- **SET EXERCISE**
Write each record again exactly as it stands.

※ ※ ※

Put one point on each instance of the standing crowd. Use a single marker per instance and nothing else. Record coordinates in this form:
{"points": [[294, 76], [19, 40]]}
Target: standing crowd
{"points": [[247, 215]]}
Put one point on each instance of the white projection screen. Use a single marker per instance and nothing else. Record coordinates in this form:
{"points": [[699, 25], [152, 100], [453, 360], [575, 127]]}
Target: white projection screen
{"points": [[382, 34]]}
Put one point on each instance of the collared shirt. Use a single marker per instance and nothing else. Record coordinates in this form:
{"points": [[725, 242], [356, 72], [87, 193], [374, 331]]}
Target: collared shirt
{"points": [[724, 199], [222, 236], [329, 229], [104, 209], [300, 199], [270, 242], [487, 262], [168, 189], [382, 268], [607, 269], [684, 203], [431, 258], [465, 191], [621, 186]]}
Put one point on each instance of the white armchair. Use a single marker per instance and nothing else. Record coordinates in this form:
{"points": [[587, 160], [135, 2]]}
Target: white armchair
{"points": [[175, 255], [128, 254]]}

※ ※ ※

- **ANSWER**
Put one point on each instance of the standing crowd. Use a single marker per instance and nothing else. Record coordinates in this form:
{"points": [[294, 76], [19, 40]]}
Target: standing crowd
{"points": [[247, 215]]}
Put one point on each instance of the white projection screen. Use a single marker per instance and nothing else. Record coordinates in this form:
{"points": [[699, 25], [152, 100], [453, 360], [575, 127]]}
Target: white projection screen
{"points": [[382, 34]]}
Put one point on each instance of the collared shirt. Use a single marker per instance and nothing else. Record coordinates in this form:
{"points": [[725, 242], [356, 72], [87, 193], [374, 331]]}
Target: collared shirt
{"points": [[724, 199], [222, 236], [329, 229], [104, 209], [300, 199], [270, 242], [487, 262], [168, 189], [382, 268], [607, 269], [684, 203], [431, 258], [465, 191], [621, 186]]}
Put one point on each instance of the white armchair. Use a single marker per instance and nothing else. Record coordinates in this form:
{"points": [[587, 160], [135, 2]]}
Target: white armchair
{"points": [[175, 255], [128, 254]]}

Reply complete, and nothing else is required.